## DOCUMENT SEGMENT
┌──
April 28, 2008

Unbelievable

Well just when I thought it was safe to go back in the water . . . the cancer shark was taking a BIG bite out of my household's ass--Julie found a lump in her breast and the biopsy done last Thursday was positive for cancer.  I find it incomprehensible that we could both be feeling so well and dealing with cancer.  

The weekend passed without the test results, although I think we were both fairly certain that the news was not going to be good given what the radiologist said after the first mammogram. My emotions are all over the place.  I've had moments of wrenching sobs, alligator tears, and then a solid resolve that we are in this together and that we will deal with whatever comes.

We will wait for further direction from doctors and do the required research to get to the best care possible.  I have this image of our house having a HUGE red star on it in the cancer surveys--what happened to Passover?????
└──
## INFORMATION SUPPLIED
┌──
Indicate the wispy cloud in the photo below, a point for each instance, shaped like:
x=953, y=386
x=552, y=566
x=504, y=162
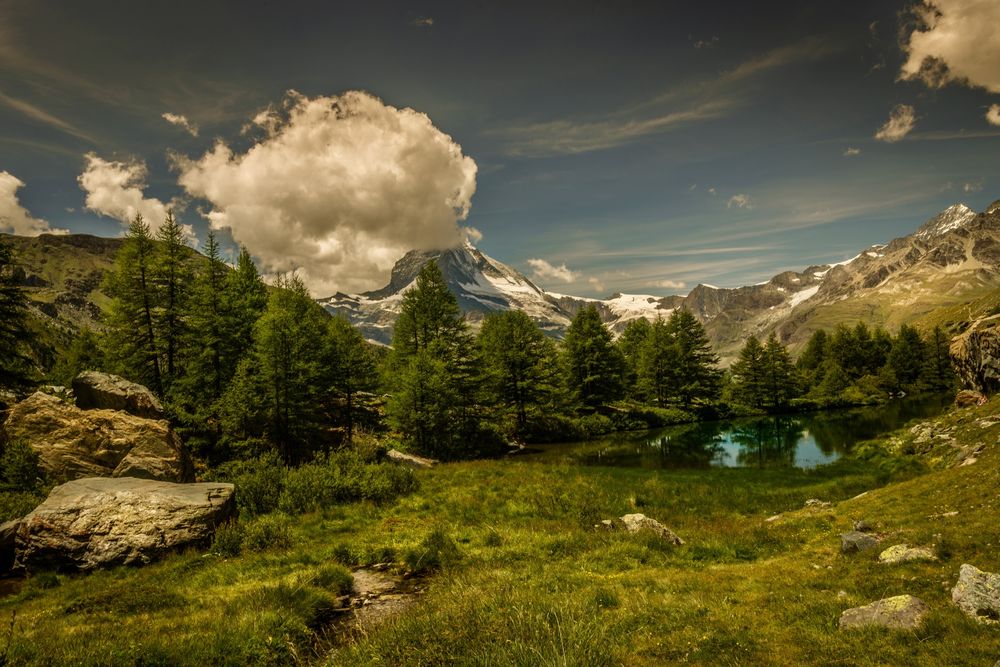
└──
## EXERCISES
1. According to the blog post titled "Unbelievable," what did the biopsy done last Thursday show?
2. Carry on the blog post titled "Unbelievable," starting after its final sentence.

## ACTIVITY ANSWERS
1. It was positive for cancer.

2.
My own journey seems to be at a good place.  I am grateful to be off the Prednisone for the rest of this round.  That drug is wicked--although I'm sure it does a good job of helping my body cope with the chemotherapy.  I had good energy during the weekend and appreciated the wonderful weather and a great walk.

Julie and I went to the "Wig Lady" and it has now been officially confirmed--I have a BIG head!  I know most of you were thinking it was just my EGO.  Anyway, the wig options are a bit limited by the size of my head and the choices of color, etc.  The wig lady ordered some for me to try next week and we will see what works.  With the news of Julie's situation, the superficiality of wigs and such stuff really seems so inconsequential--but then again, my hair hasn't started to fall our yet.  I guess I can expect that sometime in the next week or two.

So what's my message today?  Enjoy the moments and cherish each other.  Please keep us in your thoughts and prayers.

Take care,

Ellie

6 comments:

sue foster said...

Oh Ellie... so much for you and Julie to handle--I am thinking of you both. You are two of the strongest women I know and you will each kick your cancers to the curb, marching arm in arm. With your army of friends and families marching and kicking behind you!

Sue

Liam Esposito said...

Aeschylus once said that "he who learns must suffer. And even in our sleep pain that cannot forget falls drop by drop upon the heart, and in our own despair, against our will, comes wisdom to us by the awful grace of God."

My thoughts and prayers are with you both - Ellie & Julie.

Erin

Kim Yauchzee said...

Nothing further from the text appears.